* Work instructions *
Before printing the listing, strip out its pictures and keep everything else exact.

* Supplied data *
####################

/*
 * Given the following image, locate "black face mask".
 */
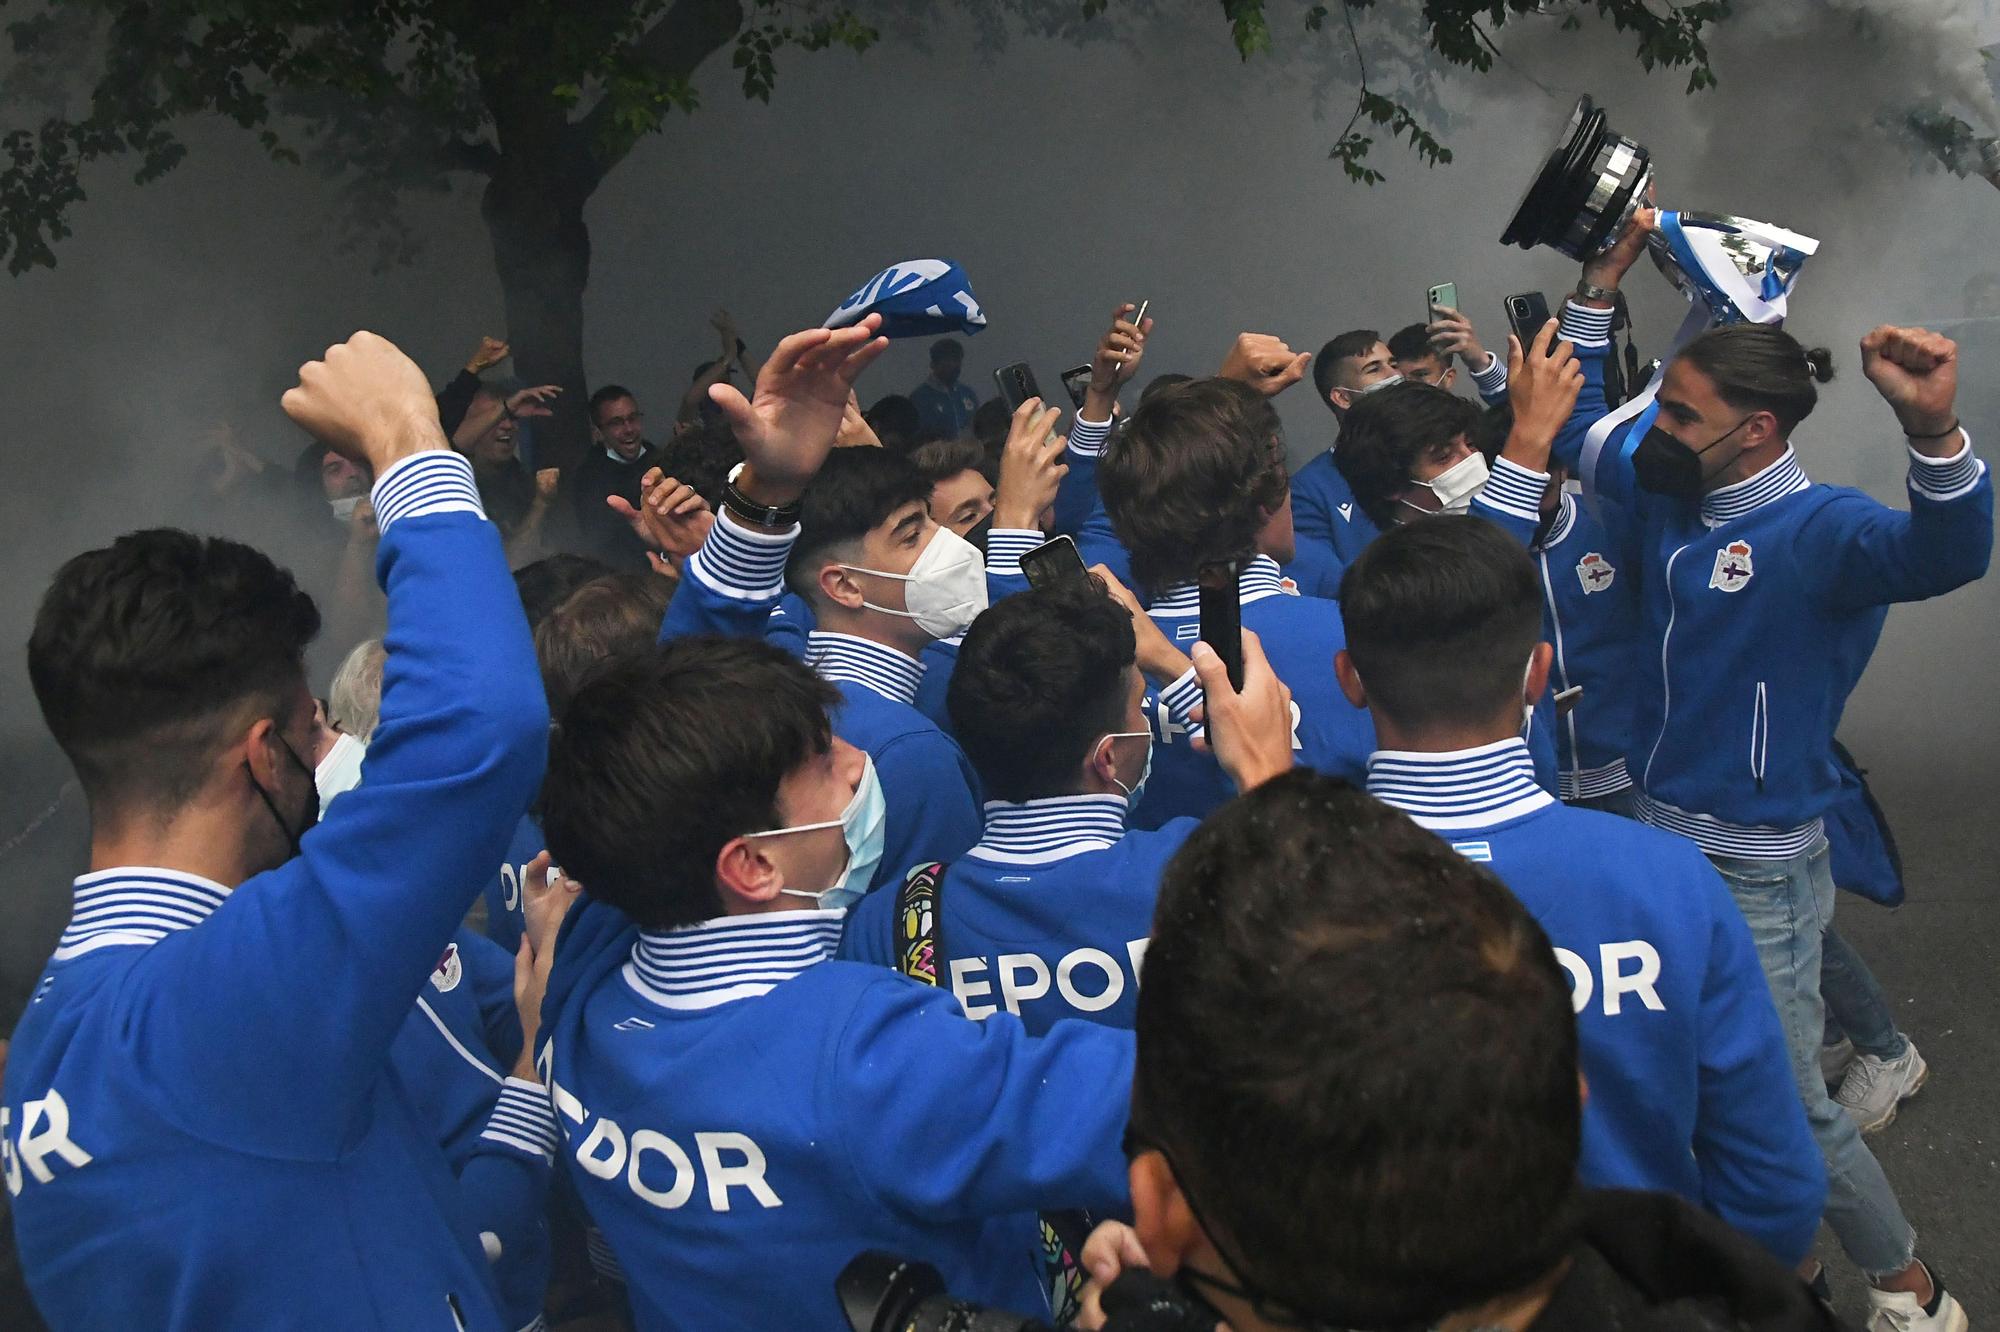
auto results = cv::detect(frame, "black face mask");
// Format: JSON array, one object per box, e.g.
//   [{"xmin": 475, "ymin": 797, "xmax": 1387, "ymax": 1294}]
[
  {"xmin": 962, "ymin": 513, "xmax": 995, "ymax": 556},
  {"xmin": 1630, "ymin": 416, "xmax": 1753, "ymax": 500},
  {"xmin": 247, "ymin": 730, "xmax": 320, "ymax": 861}
]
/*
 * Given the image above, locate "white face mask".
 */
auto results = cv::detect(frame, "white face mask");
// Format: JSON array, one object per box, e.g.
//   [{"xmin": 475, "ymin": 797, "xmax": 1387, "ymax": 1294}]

####################

* Exercise output *
/*
 * Given the following image, locate "black face mask".
 */
auto results = cv::detect(frame, "black face mask");
// Format: JSON array, one object per box, e.g.
//   [{"xmin": 475, "ymin": 797, "xmax": 1387, "ymax": 1294}]
[
  {"xmin": 962, "ymin": 513, "xmax": 995, "ymax": 556},
  {"xmin": 1630, "ymin": 416, "xmax": 1753, "ymax": 500},
  {"xmin": 247, "ymin": 730, "xmax": 320, "ymax": 861}
]
/*
 * Given the image above, locate "white face mask".
 */
auto results = cv::detect(frame, "white face mask");
// Format: JSON array, one object per box, e.g.
//   [{"xmin": 475, "ymin": 797, "xmax": 1387, "ymax": 1294}]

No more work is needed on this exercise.